Write out every one of the lines below verbatim, omitting the picture.

┌──

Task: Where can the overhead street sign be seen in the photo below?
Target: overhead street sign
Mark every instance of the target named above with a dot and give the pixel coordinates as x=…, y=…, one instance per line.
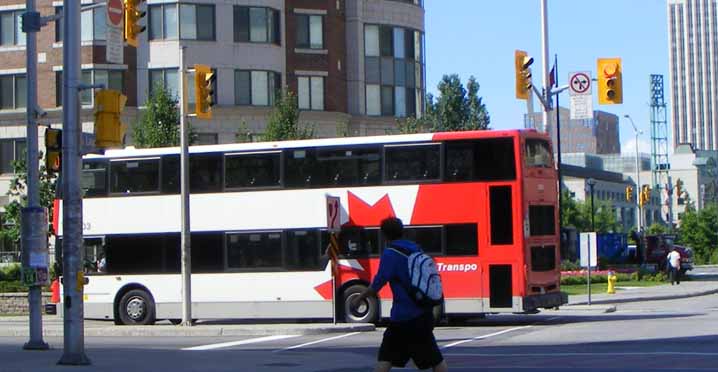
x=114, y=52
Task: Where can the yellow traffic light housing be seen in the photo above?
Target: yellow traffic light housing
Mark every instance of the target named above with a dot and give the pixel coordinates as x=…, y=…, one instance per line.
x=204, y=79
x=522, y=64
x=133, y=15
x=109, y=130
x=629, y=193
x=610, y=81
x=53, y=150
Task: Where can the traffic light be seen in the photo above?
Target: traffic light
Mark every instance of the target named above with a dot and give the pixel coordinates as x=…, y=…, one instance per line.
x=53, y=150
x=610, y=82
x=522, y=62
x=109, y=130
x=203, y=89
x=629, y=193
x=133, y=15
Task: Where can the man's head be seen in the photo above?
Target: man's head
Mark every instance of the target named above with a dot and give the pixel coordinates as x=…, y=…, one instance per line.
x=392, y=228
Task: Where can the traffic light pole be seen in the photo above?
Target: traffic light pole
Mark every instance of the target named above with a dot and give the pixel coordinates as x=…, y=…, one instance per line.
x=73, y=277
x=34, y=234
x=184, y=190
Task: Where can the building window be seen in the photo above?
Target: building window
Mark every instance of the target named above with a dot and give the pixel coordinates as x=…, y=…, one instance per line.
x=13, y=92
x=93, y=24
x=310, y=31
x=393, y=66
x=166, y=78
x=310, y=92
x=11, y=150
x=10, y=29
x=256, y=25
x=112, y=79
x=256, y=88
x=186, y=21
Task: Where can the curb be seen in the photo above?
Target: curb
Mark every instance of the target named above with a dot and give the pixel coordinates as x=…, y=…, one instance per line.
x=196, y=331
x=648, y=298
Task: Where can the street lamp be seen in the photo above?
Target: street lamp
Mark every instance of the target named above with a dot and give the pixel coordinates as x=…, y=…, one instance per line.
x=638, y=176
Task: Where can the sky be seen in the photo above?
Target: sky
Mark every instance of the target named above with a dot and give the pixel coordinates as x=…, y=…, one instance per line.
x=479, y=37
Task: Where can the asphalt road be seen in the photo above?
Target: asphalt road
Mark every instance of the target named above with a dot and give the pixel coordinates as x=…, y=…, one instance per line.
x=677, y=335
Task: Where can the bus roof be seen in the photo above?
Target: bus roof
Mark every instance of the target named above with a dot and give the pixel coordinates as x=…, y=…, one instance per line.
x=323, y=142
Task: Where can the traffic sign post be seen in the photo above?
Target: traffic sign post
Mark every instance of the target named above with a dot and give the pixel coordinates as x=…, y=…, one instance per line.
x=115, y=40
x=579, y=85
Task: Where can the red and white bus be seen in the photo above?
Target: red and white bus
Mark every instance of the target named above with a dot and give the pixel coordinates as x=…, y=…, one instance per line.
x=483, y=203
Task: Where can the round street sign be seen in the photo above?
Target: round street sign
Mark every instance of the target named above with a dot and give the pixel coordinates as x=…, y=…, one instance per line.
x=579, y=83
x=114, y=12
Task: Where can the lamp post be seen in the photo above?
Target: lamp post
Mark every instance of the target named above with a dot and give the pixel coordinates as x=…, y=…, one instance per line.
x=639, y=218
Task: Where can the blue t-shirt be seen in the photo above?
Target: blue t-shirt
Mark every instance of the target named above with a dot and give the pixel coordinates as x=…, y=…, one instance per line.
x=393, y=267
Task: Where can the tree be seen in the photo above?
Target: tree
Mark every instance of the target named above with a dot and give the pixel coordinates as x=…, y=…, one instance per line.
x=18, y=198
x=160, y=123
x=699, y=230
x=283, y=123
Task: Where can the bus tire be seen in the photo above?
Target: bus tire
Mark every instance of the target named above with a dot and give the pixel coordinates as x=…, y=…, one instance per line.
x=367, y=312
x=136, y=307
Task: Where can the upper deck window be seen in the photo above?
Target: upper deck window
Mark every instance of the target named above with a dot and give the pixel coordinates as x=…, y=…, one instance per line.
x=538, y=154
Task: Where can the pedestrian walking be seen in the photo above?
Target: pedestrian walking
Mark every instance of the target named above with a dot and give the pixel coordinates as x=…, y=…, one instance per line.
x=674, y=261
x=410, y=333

└──

**OUTPUT FOR THIS TASK:**
Task: Where can the overhead street sign be seen in the photo below?
Target: overhead street sign
Mark every instance of the target named above with a dot and give the pixel coordinates as x=…, y=…, one instance per line.
x=114, y=52
Task: Where can the yellow traffic light housing be seen in the photo above?
Target: yellow traffic light housing
Mark every instance of the target named above with a dot and give the pixel coordinates as x=…, y=…, one instance per line.
x=204, y=79
x=522, y=64
x=133, y=15
x=109, y=130
x=629, y=193
x=610, y=81
x=53, y=150
Task: Where can the traffic light be seen in the photo above?
Target: traffic light
Mark every instance of the target named above with a dot and give the pixel coordinates as x=…, y=…, one instance per line.
x=53, y=150
x=610, y=82
x=522, y=62
x=109, y=130
x=203, y=89
x=629, y=193
x=133, y=15
Task: Where can the man's head be seen in the photo above?
Target: man's head
Mark every instance of the target named above with a dot and give the pixel coordinates as x=…, y=…, one instance per line.
x=392, y=228
Task: Where can the traffic light pole be seen in the photo above?
Target: traffic light pole
Mark every instance of the target named above with a dot and give the pixel coordinates as x=…, y=…, one instance per line.
x=73, y=277
x=34, y=234
x=184, y=190
Task: Where can the building window be seen in the photo above?
Target: building window
Mark every instance of the target named above with a dot and give the pixel coordinates as x=…, y=…, one instance per line.
x=13, y=92
x=93, y=24
x=310, y=31
x=393, y=66
x=166, y=78
x=310, y=92
x=11, y=150
x=10, y=29
x=256, y=25
x=112, y=79
x=256, y=88
x=186, y=21
Task: Where can the curb be seen in the photo above?
Target: curb
Mark every instance of the target named above with a dot and give the pixel coordinates as x=…, y=…, one instance per line.
x=196, y=331
x=648, y=298
Task: Where can the street lamp be seen in the photo above?
Target: street lamp
Mark every instance of the target named above with a dot and give the pixel coordinates as x=…, y=…, one instance per line.
x=638, y=176
Task: Where can the sky be seen in the photo above?
Target: sky
Mark every instance of the target named above with a dot and give the pixel coordinates as x=…, y=…, one instance per line.
x=479, y=37
Task: Where can the asphalt road be seen in the photo above?
Target: asphalt road
Mark every instance of the target named above with a dot and give the pixel coordinates as x=…, y=…, one instance per line.
x=677, y=335
Task: Where can the bus roof be seen in the photo above?
Target: bus roof
Mark every instance of the target named above with a dot and give the pixel coordinates as x=…, y=…, one instance per line.
x=323, y=142
Task: Where can the traffic sign post be seen in the photo above?
Target: traffic sign post
Mark every instance of the target named above with a dot and give the pixel coordinates as x=…, y=…, one instance per line.
x=115, y=40
x=579, y=85
Task: Where can the red and white bus be seen in the photo above?
Target: red and white bus
Mark every instance of the target named above with a dot and give the pixel coordinates as x=…, y=…, one instance per line.
x=483, y=203
Task: Where can the round street sign be seen in the photo above?
Target: round street sign
Mark every instance of the target named above with a dot and give the pixel coordinates as x=…, y=…, one instance per line.
x=579, y=83
x=114, y=12
Task: Where can the lamp post be seen in the photo above?
Target: lamp post
Mark every instance of the target named above with a dot and give the pixel coordinates as x=…, y=…, one instance per line.
x=639, y=218
Task: Where can the blue t-shirt be seen in the photo above?
Target: blue t-shirt
Mark every instance of the target named above with a dot and give the pixel coordinates as x=…, y=…, one instance per line.
x=393, y=267
Task: Where can the tree be seen in the photo above?
Target: tree
Mark every instance of the target named above with a dot and give the pixel coordinates as x=…, y=…, one instance per line.
x=18, y=198
x=160, y=123
x=699, y=230
x=283, y=123
Task: Where can the bus tire be seen in the photo above?
Target: bus tire
Mark every instance of the target named above with a dot and give the pixel coordinates as x=…, y=…, one instance per line.
x=367, y=312
x=136, y=307
Task: Where can the upper deck window be seen in the photo above?
Target: upper deck window
Mark every instance of the target named above with a dot and give the pixel coordinates as x=…, y=…, one instance per line.
x=538, y=154
Task: Where can the pedestrian walking be seen in the photo above?
Target: pedestrian walking
Mark every instance of the target named above with a dot and give the pixel coordinates as x=…, y=…, one instance per line.
x=674, y=261
x=410, y=333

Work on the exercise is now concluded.